Your instructions
Across these entries, how many lines contain the word "stone"? Answer with only the number.

*** Dataset entries Section Begins ***

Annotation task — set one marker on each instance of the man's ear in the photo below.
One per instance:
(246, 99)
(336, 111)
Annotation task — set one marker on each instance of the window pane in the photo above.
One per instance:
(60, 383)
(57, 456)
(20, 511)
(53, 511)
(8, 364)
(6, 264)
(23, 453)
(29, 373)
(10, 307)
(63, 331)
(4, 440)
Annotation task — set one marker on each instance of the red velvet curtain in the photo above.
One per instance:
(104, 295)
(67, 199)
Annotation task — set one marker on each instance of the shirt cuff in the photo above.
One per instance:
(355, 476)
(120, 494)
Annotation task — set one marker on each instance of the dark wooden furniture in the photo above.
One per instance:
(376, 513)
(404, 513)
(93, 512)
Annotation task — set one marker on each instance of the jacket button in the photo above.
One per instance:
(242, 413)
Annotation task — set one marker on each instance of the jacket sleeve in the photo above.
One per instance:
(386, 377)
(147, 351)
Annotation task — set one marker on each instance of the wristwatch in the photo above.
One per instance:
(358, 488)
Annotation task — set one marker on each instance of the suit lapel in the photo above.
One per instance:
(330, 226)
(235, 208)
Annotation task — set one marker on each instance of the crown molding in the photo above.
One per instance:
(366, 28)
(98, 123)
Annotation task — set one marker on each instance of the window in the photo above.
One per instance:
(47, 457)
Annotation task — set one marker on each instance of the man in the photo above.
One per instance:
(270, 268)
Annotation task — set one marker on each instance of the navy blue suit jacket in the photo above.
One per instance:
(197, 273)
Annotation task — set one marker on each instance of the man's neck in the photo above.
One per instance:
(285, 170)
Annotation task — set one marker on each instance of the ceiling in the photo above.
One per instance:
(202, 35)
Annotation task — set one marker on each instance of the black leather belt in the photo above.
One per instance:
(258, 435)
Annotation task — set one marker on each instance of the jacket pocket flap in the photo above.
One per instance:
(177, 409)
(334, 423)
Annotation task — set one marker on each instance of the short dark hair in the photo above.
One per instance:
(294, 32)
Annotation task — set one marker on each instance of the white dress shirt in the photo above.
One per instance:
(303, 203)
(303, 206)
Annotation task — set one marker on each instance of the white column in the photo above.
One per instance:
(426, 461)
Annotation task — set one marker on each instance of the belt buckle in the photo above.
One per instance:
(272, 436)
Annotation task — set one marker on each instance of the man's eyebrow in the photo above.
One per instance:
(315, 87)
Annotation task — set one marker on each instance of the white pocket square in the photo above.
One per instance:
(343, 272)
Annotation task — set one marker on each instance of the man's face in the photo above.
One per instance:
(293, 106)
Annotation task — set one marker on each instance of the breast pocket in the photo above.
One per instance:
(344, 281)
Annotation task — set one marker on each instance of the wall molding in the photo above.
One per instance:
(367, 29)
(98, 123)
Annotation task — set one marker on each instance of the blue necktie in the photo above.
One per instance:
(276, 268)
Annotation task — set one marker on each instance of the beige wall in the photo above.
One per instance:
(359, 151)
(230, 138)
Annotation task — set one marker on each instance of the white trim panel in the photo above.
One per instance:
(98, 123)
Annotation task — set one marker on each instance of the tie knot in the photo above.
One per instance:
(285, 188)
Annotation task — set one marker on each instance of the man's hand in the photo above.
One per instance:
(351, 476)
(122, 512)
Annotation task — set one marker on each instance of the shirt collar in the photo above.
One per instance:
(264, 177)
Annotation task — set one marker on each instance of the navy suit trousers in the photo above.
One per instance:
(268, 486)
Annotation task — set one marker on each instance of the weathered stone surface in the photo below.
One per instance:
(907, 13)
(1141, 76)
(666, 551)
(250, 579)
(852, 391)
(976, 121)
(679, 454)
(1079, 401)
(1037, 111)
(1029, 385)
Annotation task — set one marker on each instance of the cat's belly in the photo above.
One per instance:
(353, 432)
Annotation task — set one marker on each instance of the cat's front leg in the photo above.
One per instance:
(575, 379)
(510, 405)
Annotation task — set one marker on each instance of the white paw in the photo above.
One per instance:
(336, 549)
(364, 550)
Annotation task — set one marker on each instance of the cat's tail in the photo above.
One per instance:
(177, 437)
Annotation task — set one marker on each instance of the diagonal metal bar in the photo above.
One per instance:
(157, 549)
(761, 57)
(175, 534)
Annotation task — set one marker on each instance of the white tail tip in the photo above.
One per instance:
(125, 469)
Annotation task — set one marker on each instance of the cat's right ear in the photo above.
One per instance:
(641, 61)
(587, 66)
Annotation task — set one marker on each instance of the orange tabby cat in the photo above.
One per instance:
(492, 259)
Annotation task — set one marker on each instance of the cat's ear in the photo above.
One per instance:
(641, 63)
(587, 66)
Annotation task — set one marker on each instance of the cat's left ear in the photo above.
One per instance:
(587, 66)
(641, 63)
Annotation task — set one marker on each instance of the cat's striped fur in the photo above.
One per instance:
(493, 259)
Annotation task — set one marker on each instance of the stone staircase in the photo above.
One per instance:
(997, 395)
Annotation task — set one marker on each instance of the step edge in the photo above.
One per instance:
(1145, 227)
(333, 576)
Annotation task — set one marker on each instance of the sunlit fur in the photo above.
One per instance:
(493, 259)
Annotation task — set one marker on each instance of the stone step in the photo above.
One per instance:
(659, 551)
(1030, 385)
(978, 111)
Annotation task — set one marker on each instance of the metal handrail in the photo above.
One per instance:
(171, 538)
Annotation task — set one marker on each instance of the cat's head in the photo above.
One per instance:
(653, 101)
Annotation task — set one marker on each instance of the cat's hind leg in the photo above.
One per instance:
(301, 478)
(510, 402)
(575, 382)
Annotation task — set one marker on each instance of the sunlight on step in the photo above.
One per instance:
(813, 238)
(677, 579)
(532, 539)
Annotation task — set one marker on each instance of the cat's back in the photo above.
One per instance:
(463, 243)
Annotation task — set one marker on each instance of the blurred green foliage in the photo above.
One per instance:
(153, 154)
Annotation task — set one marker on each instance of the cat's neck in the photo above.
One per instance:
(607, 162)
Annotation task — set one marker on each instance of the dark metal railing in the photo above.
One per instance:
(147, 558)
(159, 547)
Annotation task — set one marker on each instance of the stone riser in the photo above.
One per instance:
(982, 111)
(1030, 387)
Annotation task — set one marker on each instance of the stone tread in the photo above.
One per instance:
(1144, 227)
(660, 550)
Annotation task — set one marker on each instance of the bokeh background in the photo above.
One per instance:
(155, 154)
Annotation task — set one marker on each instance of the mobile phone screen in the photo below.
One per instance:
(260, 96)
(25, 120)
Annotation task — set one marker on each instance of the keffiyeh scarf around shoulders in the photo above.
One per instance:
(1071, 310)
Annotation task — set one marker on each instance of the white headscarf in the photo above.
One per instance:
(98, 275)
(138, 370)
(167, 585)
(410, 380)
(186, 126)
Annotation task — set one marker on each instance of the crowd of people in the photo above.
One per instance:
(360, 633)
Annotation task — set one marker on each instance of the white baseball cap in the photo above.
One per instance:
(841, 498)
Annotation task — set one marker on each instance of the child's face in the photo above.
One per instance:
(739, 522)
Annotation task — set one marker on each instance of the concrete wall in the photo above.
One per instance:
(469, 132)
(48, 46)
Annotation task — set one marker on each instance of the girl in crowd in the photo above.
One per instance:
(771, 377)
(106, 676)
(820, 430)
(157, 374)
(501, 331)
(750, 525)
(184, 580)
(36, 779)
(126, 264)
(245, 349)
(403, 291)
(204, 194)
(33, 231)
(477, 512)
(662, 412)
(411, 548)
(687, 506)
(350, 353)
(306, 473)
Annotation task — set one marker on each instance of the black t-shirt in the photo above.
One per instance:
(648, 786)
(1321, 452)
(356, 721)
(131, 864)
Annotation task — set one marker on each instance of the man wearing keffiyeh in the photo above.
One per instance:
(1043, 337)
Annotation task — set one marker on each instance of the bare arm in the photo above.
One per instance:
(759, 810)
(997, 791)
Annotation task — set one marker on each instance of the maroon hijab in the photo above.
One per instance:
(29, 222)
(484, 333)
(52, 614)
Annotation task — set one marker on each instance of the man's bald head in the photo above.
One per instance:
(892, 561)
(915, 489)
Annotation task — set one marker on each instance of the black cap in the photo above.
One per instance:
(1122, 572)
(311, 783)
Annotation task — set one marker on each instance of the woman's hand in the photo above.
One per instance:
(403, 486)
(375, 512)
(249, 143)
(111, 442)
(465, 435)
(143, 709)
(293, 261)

*** Dataset entries Section Ends ***

Answer to the exercise
5